And if we were to expand the comparison tables beyond just capacity-related features, there’s a plethora of features and capabilities that Symmetrix, CLARiiON and Celerra products offer that NetApp Filers (and vFilers) do not. But since they are mostly unrelated to the “Storage Guarantees” topic, I won’t dive into those here.
Suffice to say that a truly balanced product comparison between these products will display at least one red “NO!” for each product.
Vaughn Stewart says
@Barry (aka the storage anarchist) Thanks for taking the time to comment and share your thoughts.
On item 1 – file & block level dedupe. I think it easiest to remember that files are comprised of blocks and as such an intelligent array can eliminate identical files, and one with a bit more intelligence can eliminate the blocks which are common within dissimilar files.
Now I’m saying files, but I am not limiting the use case of dedupe to NAS. I am referring to any dataset, be it stored on SAN or NAS.

········

» **Work instructions**
(A) Transcribe the storage comparison passage, beginning at the words "And if we were" and stopping after "within dissimilar files.".
(B) Extract each line of the entries that contains the word "dark", treating uppercase and lowercase as different.

········

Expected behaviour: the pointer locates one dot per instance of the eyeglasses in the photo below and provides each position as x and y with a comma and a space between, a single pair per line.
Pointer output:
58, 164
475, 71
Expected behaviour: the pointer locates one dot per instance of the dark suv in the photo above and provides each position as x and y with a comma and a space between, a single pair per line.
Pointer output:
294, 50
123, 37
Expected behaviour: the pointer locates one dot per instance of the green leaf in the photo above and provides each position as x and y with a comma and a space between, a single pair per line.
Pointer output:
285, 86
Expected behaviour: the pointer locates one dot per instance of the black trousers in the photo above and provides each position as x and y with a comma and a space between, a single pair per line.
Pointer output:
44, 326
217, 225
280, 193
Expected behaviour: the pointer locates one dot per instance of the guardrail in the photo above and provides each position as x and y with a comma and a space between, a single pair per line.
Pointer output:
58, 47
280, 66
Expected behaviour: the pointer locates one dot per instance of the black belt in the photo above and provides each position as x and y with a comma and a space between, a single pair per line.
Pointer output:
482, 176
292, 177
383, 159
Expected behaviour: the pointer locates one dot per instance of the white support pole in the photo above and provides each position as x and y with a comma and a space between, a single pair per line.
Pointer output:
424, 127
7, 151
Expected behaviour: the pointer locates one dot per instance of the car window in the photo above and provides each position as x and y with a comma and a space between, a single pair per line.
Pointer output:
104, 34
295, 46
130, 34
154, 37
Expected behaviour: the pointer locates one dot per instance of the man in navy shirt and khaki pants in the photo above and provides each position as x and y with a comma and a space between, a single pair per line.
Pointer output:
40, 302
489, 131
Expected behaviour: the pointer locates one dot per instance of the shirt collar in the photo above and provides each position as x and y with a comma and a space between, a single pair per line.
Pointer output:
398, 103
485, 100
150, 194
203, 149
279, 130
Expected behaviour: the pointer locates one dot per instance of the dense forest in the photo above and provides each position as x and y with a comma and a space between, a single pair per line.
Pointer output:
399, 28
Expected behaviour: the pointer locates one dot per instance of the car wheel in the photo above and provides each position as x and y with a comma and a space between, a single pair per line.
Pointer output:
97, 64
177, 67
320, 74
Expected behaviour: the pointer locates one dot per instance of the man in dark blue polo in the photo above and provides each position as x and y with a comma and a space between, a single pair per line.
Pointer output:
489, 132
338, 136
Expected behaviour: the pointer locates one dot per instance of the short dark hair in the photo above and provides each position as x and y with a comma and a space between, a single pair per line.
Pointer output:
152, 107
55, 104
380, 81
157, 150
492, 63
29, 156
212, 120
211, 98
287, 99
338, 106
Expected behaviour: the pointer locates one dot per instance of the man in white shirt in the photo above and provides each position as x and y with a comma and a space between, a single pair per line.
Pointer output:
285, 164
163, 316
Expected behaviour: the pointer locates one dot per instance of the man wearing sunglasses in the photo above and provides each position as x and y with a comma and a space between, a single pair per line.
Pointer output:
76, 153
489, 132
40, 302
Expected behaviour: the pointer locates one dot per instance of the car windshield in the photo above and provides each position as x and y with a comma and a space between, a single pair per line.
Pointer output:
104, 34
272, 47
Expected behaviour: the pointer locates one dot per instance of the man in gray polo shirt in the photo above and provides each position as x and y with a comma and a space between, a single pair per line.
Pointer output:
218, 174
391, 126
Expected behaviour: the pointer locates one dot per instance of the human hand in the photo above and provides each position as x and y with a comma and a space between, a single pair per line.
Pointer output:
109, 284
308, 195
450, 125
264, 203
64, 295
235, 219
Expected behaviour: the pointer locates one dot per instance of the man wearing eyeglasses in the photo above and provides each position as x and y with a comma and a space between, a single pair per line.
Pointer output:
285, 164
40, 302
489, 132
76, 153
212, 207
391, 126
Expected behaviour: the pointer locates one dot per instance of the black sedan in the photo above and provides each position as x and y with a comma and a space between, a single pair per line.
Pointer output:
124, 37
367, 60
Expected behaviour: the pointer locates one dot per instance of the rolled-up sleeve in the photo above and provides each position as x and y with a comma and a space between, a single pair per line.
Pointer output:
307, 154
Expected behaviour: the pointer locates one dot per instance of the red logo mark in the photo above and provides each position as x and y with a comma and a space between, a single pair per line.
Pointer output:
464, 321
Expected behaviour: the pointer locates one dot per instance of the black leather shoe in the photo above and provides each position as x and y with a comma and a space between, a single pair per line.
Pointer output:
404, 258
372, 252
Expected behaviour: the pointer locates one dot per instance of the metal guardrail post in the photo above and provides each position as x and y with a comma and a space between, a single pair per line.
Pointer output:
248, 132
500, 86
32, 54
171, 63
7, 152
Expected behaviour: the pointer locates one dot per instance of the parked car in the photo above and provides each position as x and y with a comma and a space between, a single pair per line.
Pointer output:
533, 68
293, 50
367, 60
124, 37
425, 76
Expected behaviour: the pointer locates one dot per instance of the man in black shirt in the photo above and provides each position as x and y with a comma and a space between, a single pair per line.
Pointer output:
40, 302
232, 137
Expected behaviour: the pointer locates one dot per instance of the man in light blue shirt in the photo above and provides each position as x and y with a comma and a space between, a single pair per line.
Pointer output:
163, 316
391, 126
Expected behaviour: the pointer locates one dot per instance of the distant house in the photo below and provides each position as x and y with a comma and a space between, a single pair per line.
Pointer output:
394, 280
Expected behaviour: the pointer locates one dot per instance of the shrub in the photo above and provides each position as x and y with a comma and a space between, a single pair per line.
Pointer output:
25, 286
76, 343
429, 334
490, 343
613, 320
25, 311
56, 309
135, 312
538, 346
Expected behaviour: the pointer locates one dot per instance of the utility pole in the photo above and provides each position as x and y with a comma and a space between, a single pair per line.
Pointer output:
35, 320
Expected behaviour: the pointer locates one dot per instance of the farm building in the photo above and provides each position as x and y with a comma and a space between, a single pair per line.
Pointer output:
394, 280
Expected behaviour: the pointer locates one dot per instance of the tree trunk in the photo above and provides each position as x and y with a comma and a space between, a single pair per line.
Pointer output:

········

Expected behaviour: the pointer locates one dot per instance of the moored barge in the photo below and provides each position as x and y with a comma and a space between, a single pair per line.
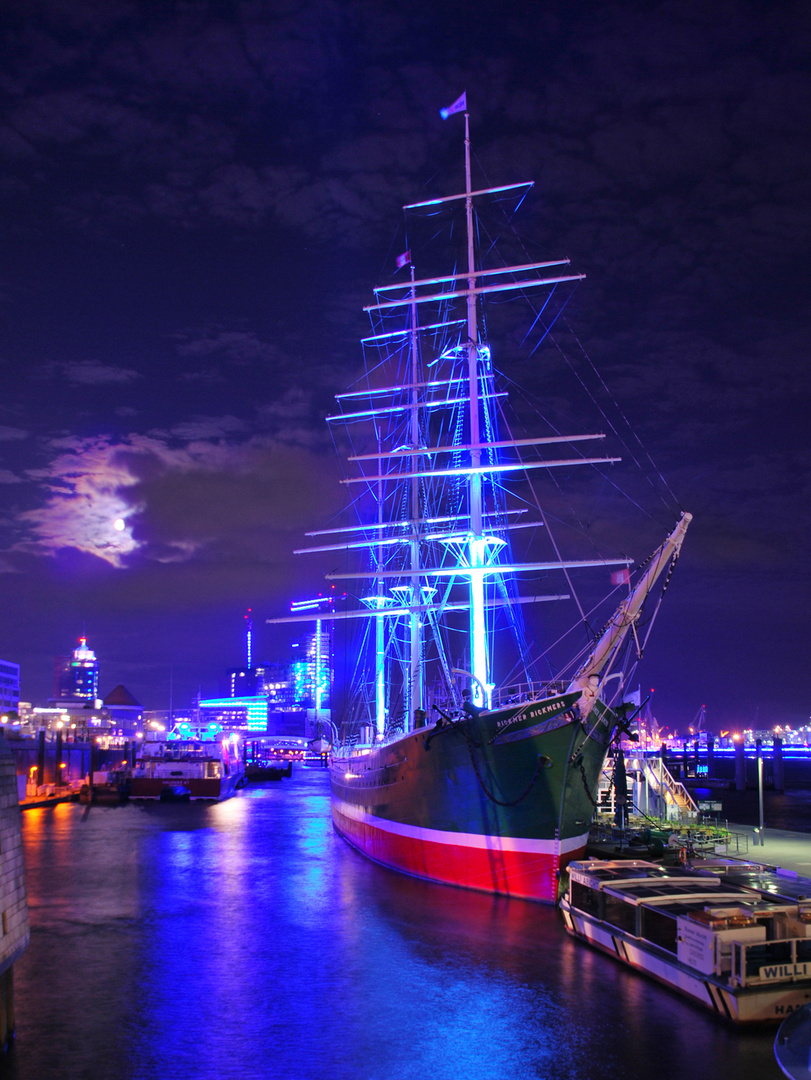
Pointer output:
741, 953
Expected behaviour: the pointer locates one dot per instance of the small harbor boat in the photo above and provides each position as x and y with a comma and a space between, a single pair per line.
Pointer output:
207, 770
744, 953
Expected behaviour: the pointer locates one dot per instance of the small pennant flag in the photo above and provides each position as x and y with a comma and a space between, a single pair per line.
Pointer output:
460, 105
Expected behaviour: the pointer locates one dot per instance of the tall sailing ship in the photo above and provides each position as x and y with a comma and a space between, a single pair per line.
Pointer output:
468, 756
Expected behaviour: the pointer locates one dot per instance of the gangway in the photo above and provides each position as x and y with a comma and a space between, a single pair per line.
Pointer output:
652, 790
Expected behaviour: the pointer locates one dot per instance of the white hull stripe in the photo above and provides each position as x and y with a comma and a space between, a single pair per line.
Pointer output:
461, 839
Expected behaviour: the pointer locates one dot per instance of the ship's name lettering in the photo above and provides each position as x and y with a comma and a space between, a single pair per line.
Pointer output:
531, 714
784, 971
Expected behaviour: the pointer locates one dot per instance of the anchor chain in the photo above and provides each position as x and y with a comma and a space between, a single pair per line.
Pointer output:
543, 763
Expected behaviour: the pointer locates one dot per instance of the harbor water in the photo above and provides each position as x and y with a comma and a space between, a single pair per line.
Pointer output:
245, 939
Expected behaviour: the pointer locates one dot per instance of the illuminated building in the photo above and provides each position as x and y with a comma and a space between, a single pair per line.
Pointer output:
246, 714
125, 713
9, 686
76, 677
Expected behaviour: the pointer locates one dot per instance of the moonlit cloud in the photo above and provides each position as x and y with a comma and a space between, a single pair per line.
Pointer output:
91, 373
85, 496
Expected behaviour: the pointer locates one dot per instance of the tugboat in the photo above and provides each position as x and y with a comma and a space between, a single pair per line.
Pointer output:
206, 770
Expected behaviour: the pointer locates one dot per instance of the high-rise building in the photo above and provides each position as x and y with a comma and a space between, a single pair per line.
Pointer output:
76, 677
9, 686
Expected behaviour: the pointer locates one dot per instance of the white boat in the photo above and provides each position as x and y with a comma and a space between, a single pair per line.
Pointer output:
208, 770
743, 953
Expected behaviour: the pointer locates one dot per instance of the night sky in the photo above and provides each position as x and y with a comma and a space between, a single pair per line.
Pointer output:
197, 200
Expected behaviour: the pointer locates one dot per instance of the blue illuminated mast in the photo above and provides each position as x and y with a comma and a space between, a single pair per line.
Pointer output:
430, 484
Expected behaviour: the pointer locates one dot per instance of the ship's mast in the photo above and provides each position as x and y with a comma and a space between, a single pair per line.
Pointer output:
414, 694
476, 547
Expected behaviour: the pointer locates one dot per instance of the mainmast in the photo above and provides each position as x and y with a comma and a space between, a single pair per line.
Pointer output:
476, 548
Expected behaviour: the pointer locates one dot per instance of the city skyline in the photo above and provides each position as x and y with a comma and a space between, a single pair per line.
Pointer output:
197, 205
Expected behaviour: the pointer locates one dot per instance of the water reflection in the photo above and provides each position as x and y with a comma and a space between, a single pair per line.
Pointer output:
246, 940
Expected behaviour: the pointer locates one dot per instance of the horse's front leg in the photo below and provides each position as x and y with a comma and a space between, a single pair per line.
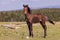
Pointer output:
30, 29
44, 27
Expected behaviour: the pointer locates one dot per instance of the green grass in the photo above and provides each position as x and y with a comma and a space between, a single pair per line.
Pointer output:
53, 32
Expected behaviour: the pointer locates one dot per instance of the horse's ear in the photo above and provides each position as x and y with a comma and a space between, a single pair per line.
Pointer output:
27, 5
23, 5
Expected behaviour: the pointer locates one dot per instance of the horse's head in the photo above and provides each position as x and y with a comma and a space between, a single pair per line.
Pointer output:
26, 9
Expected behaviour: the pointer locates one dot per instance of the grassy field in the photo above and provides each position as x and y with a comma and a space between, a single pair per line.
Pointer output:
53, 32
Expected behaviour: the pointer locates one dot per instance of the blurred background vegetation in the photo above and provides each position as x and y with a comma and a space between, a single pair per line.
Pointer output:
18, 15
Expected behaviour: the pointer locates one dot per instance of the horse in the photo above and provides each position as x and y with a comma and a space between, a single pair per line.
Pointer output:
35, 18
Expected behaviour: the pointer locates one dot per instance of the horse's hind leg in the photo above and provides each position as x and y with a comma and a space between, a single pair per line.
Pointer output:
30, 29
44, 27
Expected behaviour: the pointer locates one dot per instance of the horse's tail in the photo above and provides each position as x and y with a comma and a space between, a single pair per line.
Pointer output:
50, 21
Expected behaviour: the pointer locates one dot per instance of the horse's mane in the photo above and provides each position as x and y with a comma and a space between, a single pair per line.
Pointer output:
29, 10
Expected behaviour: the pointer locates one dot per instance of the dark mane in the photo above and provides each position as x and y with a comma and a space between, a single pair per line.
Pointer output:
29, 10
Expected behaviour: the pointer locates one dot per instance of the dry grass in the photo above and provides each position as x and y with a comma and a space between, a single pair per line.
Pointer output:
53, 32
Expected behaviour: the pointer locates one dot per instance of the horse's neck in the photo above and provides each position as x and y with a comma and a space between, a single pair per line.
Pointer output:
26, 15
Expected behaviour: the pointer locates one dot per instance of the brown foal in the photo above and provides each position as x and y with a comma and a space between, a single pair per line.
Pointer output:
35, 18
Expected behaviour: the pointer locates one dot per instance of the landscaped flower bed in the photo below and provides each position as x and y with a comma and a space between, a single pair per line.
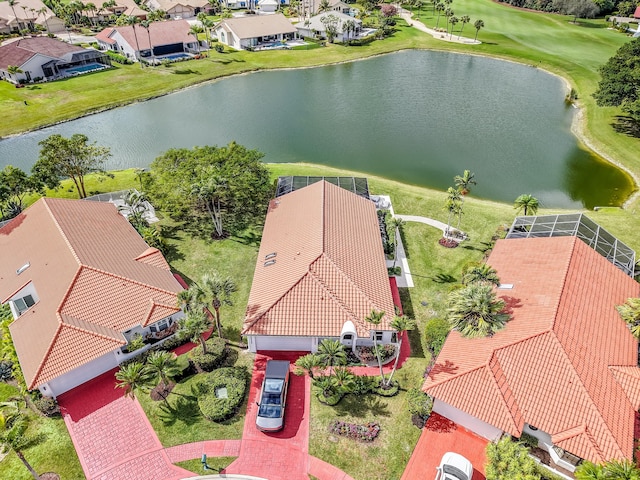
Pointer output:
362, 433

········

» **Problem solutions**
(A)
And if we were to expand the comparison tables beyond just capacity-related features, there’s a plethora of features and capabilities that Symmetrix, CLARiiON and Celerra products offer that NetApp Filers (and vFilers) do not. But since they are mostly unrelated to the “Storage Guarantees” topic, I won’t dive into those here.
Suffice to say that a truly balanced product comparison between these products will display at least one red “NO!” for each product.
Vaughn Stewart says
@Barry (aka the storage anarchist) Thanks for taking the time to comment and share your thoughts.
On item 1 – file & block level dedupe. I think it easiest to remember that files are comprised of blocks and as such an intelligent array can eliminate identical files, and one with a bit more intelligence can eliminate the blocks which are common within dissimilar files.

(B)
Expected behaviour: the pointer locates one dot per instance of the dark suv in the photo above and provides each position as x and y with a comma and a space between, a single pair per line.
Expected behaviour: the pointer locates one dot per instance of the man in dark blue polo in the photo above and provides each position as x and y with a comma and a space between, a single pair per line.
Expected behaviour: the pointer locates one dot per instance of the short dark hair in the photo above and provides each position as x and y with a comma and a space between, a single pair per line.
Expected behaviour: the pointer locates one dot per instance of the dark mane in the photo above and provides each position as x and y with a comma and a space between, a single pair per line.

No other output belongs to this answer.